◆ **Entries shown**
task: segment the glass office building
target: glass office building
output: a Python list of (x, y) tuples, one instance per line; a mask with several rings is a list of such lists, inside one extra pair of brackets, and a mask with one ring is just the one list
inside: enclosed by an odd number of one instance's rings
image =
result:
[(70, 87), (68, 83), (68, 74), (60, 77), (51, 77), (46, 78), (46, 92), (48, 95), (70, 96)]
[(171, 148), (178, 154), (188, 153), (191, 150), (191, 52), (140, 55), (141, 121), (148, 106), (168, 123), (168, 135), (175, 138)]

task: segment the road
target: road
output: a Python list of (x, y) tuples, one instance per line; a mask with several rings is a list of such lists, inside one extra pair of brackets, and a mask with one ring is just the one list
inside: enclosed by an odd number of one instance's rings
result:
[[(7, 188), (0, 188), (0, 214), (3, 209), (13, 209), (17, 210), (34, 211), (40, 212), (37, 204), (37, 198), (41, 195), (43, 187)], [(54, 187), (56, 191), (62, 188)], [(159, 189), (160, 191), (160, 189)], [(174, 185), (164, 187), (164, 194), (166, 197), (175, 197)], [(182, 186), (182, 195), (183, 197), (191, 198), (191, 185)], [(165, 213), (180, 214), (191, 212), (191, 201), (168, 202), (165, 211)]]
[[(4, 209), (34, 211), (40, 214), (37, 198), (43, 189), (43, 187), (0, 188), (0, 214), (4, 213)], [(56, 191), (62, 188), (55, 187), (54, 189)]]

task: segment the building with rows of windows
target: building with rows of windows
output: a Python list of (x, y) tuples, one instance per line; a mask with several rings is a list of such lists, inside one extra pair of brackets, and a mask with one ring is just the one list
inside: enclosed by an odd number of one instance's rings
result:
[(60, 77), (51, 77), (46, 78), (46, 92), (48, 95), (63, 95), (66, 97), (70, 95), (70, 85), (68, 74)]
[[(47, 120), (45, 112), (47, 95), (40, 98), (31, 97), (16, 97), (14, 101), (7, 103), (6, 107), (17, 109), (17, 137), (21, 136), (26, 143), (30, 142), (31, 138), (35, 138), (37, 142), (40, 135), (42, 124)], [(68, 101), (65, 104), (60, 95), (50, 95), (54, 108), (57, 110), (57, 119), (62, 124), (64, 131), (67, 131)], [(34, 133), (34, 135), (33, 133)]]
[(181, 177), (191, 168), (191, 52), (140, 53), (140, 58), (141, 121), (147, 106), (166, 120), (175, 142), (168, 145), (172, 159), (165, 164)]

◆ **Required task**
Render every line of the records above as a JSON array of strings, one string per line, with blank lines omitted.

◆ **Output of the exercise**
[
  "task: segment the glass office building",
  "target: glass office building",
  "output: a Python list of (x, y) tuples, one instance per line; a mask with several rings is a list of such lists, inside one extra pair of brackets, and a mask with one ring is just the one list",
  "inside: enclosed by an odd number of one instance's rings",
  "image =",
  "result:",
  "[(70, 87), (68, 83), (68, 74), (60, 77), (51, 77), (46, 78), (46, 92), (48, 95), (70, 96)]",
  "[(171, 148), (178, 154), (188, 153), (191, 150), (191, 52), (140, 55), (141, 121), (148, 106), (168, 123), (168, 135), (175, 138)]",
  "task: segment the road",
  "target: road",
  "output: a Python list of (x, y) tuples, one instance per line; a mask with several rings is a list of such lists, inside one extra pair of brackets, and a mask with one ring is just the one list",
  "inside: enclosed by an odd number of one instance's rings",
  "result:",
  "[[(7, 188), (0, 188), (0, 214), (3, 209), (13, 209), (17, 210), (34, 211), (40, 212), (37, 204), (37, 198), (41, 195), (43, 187)], [(54, 187), (56, 191), (62, 188)], [(159, 189), (160, 191), (160, 189)], [(174, 185), (164, 187), (164, 194), (166, 197), (175, 197)], [(182, 186), (182, 195), (183, 197), (191, 198), (191, 185)], [(165, 213), (180, 214), (191, 212), (191, 201), (168, 202), (165, 211)]]",
  "[[(4, 209), (34, 211), (40, 214), (37, 198), (43, 189), (43, 187), (0, 188), (0, 214), (4, 213)], [(56, 191), (62, 188), (55, 187), (54, 189)]]",
  "task: segment the building with rows of windows",
  "target: building with rows of windows",
  "output: a Python list of (x, y) tuples, one instance per line; a mask with several rings is a list of such lists, inside one extra pair of brackets, and a mask with one ring is just the one list",
  "inside: enclosed by an odd number of one instance's rings",
  "result:",
  "[(60, 77), (51, 77), (46, 78), (46, 92), (48, 95), (63, 95), (66, 97), (70, 95), (70, 85), (68, 74)]",
  "[[(47, 120), (45, 112), (47, 95), (40, 98), (31, 97), (16, 97), (14, 101), (7, 103), (6, 107), (17, 109), (17, 137), (21, 136), (26, 143), (30, 142), (31, 138), (35, 138), (37, 142), (40, 135), (42, 124)], [(68, 101), (65, 104), (60, 95), (50, 95), (54, 108), (57, 110), (57, 119), (62, 124), (64, 131), (67, 131)], [(34, 133), (34, 135), (33, 133)]]",
  "[(181, 177), (191, 168), (191, 52), (140, 53), (140, 58), (141, 121), (147, 106), (166, 120), (175, 142), (168, 145), (172, 159), (165, 164)]"
]